→ **JOB**: Copy out verbatim the lines of the listing, starting at the line that contains "Where can you find the green ground" and ending at the final line of the listing. Omit the pictures.

→ **Coordinate annotation entries**:

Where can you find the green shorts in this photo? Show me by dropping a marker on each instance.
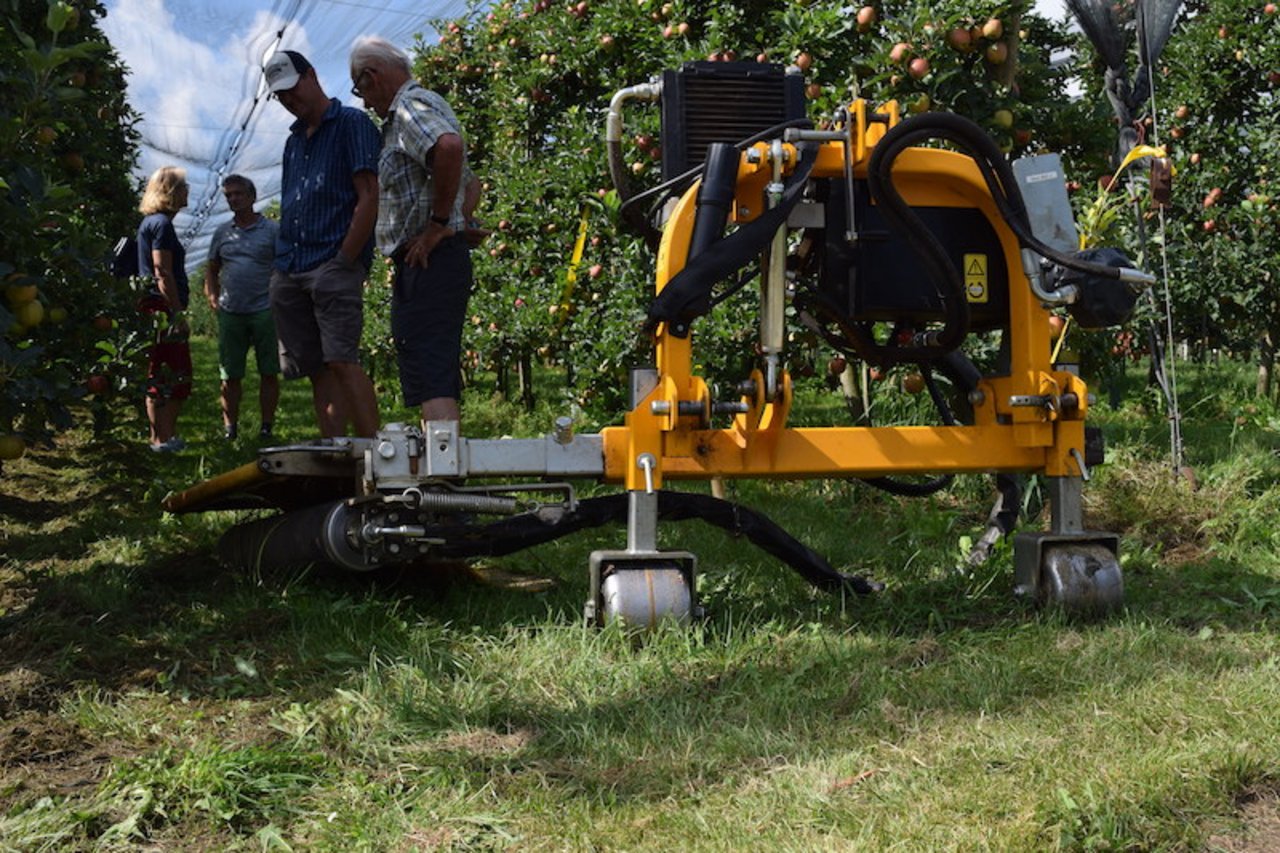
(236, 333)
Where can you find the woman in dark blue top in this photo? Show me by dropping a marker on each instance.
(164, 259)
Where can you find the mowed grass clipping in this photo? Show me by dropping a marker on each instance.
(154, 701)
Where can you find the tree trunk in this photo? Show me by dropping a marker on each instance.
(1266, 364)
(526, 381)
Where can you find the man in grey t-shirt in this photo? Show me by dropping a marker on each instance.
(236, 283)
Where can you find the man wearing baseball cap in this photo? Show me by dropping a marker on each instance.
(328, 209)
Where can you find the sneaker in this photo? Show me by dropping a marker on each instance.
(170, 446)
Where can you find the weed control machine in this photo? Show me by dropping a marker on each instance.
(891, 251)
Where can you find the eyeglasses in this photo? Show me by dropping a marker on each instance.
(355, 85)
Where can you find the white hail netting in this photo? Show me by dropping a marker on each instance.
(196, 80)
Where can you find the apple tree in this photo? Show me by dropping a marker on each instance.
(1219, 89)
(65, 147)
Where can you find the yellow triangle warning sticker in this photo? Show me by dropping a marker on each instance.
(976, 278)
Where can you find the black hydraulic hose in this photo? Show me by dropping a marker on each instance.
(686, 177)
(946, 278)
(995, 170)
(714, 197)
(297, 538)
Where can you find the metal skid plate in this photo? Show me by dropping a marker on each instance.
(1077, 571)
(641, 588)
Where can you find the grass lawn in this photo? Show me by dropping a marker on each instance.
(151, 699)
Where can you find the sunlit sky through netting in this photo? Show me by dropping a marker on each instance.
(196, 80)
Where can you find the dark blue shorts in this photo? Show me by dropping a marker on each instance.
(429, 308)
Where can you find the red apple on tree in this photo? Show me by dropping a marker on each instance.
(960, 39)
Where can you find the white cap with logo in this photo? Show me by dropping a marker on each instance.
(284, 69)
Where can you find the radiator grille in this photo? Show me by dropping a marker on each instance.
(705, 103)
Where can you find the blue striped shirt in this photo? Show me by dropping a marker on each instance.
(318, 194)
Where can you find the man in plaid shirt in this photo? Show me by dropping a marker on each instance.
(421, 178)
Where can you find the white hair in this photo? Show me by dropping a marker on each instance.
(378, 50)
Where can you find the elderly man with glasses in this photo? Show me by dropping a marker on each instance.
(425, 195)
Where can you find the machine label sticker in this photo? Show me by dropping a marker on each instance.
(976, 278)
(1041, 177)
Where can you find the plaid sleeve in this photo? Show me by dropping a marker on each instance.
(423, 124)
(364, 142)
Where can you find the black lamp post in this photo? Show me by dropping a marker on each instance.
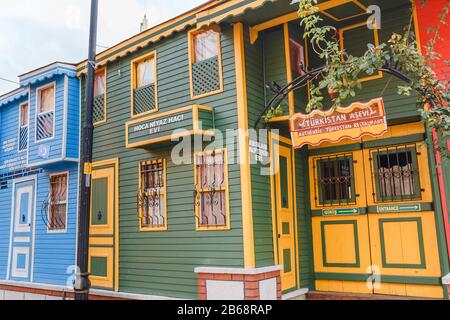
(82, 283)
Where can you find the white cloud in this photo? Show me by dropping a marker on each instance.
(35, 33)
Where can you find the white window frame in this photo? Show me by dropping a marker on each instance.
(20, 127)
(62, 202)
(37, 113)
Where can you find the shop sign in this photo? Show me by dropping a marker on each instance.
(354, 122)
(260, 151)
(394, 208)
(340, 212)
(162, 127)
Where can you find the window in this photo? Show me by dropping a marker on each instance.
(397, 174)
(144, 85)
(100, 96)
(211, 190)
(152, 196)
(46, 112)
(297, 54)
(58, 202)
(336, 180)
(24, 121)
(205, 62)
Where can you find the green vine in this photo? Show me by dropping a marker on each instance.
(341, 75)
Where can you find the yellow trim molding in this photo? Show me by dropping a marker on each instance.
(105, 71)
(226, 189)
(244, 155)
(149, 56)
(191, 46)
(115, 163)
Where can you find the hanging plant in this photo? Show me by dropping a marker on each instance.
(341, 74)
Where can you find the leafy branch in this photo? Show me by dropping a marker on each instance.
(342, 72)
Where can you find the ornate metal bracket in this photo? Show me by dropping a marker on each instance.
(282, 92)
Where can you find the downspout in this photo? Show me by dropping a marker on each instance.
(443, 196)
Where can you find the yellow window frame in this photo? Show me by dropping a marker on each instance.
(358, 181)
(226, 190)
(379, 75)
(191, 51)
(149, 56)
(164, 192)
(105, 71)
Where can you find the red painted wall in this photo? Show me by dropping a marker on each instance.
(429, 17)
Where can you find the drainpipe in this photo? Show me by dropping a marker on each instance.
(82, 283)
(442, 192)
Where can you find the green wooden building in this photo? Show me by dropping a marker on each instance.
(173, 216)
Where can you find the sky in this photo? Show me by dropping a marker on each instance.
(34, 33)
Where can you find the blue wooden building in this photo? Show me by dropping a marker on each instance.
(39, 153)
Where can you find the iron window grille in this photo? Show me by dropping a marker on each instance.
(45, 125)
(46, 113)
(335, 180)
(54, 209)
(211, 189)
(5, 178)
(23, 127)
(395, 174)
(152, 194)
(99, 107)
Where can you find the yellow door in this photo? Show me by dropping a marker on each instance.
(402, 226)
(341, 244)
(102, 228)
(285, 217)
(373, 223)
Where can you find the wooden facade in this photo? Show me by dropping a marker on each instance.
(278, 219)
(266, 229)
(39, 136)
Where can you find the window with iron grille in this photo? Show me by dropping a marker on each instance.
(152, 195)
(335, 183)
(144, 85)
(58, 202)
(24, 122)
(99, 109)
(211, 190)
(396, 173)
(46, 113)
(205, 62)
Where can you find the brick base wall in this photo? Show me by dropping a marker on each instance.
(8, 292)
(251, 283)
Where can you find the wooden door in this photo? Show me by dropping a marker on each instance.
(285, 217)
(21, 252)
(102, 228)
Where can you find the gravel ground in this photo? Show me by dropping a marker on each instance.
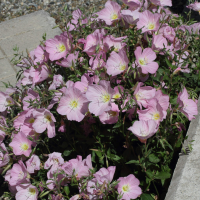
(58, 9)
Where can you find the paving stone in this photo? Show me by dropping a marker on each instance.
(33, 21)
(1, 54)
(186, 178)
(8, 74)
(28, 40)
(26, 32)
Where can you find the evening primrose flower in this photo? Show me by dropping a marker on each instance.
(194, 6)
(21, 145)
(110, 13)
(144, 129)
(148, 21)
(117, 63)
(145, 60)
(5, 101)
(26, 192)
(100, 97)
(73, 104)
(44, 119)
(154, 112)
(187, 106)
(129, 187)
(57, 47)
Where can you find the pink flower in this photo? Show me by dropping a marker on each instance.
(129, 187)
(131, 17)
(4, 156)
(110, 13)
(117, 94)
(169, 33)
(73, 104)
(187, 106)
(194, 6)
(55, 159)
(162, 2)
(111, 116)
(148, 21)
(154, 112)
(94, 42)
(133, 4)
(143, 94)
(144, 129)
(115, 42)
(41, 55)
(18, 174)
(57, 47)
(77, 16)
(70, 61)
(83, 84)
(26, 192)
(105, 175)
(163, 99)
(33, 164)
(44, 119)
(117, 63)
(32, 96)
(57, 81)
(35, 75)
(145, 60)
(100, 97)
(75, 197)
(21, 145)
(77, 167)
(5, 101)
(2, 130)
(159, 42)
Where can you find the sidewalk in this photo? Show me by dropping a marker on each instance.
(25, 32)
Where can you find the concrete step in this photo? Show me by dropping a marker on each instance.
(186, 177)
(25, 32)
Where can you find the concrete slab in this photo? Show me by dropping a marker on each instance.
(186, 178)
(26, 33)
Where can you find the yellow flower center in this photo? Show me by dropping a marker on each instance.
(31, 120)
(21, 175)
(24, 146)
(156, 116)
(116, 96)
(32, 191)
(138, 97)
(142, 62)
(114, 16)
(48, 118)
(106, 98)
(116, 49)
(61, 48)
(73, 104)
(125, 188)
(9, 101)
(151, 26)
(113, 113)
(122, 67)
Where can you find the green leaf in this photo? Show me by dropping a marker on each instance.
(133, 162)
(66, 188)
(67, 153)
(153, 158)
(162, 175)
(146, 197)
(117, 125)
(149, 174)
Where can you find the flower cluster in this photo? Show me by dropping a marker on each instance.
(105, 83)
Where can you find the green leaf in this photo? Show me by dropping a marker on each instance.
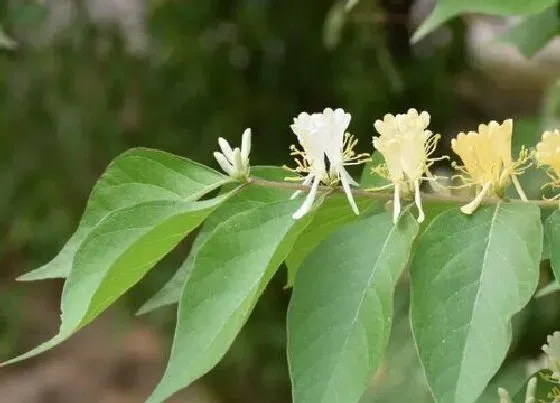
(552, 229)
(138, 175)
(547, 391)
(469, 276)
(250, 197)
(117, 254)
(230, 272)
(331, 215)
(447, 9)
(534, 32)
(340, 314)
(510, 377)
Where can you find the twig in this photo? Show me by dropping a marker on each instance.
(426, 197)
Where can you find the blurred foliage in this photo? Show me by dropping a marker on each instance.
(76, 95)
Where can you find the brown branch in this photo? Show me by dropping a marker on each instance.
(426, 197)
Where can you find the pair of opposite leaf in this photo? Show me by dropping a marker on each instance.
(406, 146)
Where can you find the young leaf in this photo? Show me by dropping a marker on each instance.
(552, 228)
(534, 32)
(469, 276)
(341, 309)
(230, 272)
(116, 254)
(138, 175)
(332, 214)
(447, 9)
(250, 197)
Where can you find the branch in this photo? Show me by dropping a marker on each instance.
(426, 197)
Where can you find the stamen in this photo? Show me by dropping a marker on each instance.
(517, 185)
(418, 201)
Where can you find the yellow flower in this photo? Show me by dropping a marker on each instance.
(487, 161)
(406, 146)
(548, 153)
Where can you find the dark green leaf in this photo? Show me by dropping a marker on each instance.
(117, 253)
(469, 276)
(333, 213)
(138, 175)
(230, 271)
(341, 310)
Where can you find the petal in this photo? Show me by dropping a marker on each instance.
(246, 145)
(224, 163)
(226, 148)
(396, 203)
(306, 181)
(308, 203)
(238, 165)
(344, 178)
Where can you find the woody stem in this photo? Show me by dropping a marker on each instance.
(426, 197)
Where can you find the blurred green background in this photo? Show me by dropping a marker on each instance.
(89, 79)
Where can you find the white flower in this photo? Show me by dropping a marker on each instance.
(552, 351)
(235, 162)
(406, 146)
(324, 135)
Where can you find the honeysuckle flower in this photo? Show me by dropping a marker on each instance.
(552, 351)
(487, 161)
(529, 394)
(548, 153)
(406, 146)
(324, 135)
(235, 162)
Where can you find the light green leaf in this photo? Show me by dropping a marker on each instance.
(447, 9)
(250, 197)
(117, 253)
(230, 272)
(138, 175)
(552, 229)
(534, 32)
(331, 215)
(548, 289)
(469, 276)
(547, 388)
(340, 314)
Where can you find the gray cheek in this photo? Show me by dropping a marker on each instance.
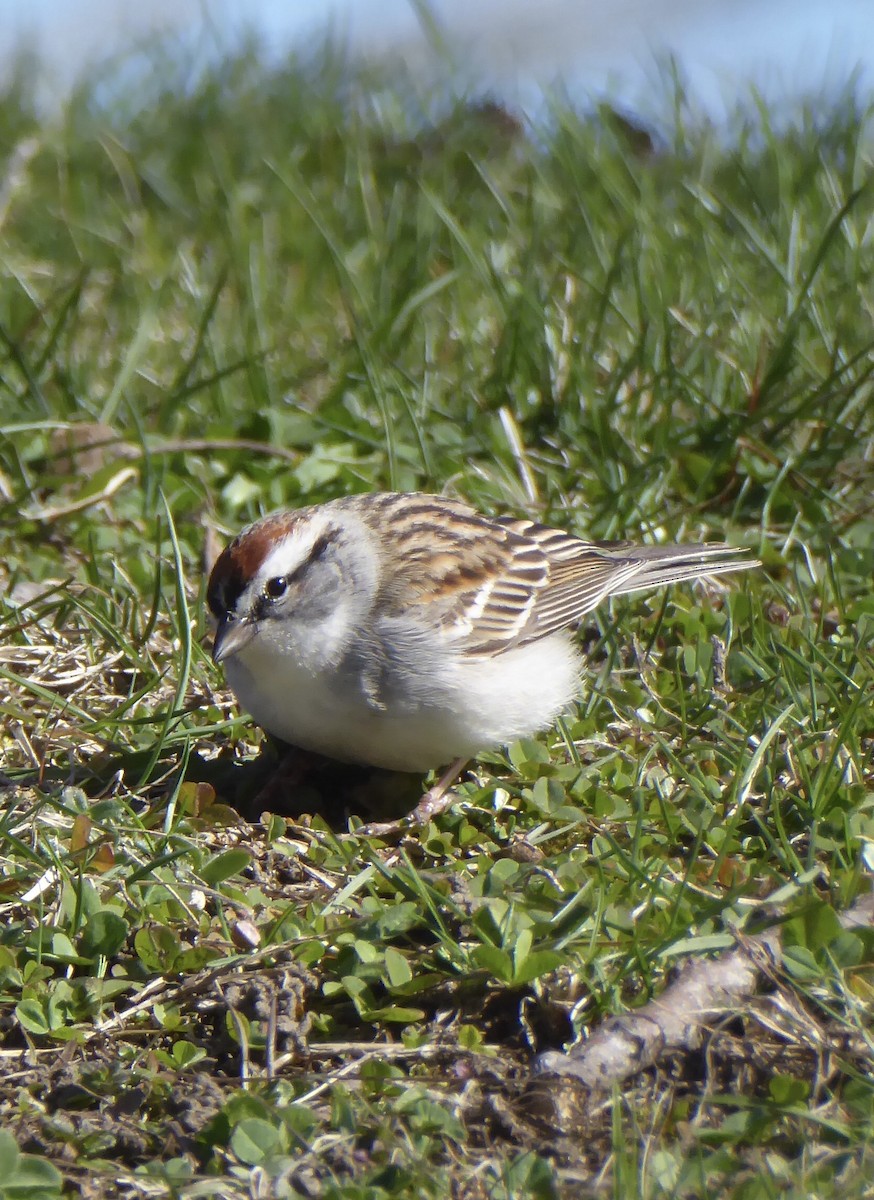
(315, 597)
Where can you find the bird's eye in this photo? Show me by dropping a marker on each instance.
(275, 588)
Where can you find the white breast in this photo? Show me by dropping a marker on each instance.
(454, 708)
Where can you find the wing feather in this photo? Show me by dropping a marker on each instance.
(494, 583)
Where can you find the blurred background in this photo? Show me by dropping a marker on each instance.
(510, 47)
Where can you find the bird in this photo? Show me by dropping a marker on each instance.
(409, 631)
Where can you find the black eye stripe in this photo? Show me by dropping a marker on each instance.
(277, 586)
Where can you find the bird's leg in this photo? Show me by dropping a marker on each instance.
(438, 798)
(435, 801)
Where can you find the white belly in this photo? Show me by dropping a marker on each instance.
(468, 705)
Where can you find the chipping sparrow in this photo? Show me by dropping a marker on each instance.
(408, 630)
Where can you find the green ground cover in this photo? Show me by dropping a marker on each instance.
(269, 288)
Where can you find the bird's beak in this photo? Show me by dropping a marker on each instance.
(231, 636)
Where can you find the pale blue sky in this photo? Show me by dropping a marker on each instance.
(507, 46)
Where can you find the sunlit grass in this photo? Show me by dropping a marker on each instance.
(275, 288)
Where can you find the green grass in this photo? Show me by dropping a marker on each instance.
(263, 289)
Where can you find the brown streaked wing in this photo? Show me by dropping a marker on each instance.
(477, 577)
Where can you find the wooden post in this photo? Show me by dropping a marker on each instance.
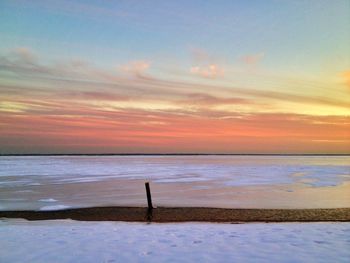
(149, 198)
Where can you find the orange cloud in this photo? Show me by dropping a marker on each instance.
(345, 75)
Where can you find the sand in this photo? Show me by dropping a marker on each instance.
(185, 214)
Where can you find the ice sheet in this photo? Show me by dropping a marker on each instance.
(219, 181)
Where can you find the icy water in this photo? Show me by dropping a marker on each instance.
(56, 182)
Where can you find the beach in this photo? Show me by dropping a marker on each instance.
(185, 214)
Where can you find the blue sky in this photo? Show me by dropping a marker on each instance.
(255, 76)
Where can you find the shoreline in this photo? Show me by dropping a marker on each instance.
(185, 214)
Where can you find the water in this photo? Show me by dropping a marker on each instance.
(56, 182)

→ **PROBLEM SOLUTION**:
Where can you find the green ground cover in this photo? Show me by dropping a marker on each instance.
(269, 288)
Where can you find the bird's beak in this photo? Show me by dropping a marker on each instance.
(231, 636)
Where can you find the pale blue sky in this photo? Show me by dropping a marker on each instance.
(507, 46)
Where can you find the sunlit grass in this photo? Show me by dropping a marker on each instance.
(275, 288)
Where can you find the green grass in this photo? Show me by dropping a marker on each instance.
(263, 289)
Where can you find the brown streaked wing in this photo? Show me by dropping a marker on each instance.
(477, 577)
Where can you find the wooden post in this photo? Show me by dropping a marker on each instance.
(149, 198)
Where can you find the orange cloud in this photo? Show me by dropping a marker on each instance.
(345, 75)
Where can you find the sand in this photo? Show me by dropping a marker on each instance.
(185, 214)
Where can you find the ice sheet in this photo? Show me by dropping a marker on each instance.
(219, 181)
Where can you find the icy water in this photo? Show me by dropping a marker on each instance.
(56, 182)
Where can you find the beach in this photo? Show me by dropping a marker on each instance.
(185, 214)
Where can you find the blue sky in this photo? Show me by dropping a marker on each instance.
(255, 76)
Where can you find the shoreline in this photo? Show me by dropping a marker on each instance.
(185, 214)
Where can you find the water in this photo? Show me by dropping a marker on each instance.
(56, 182)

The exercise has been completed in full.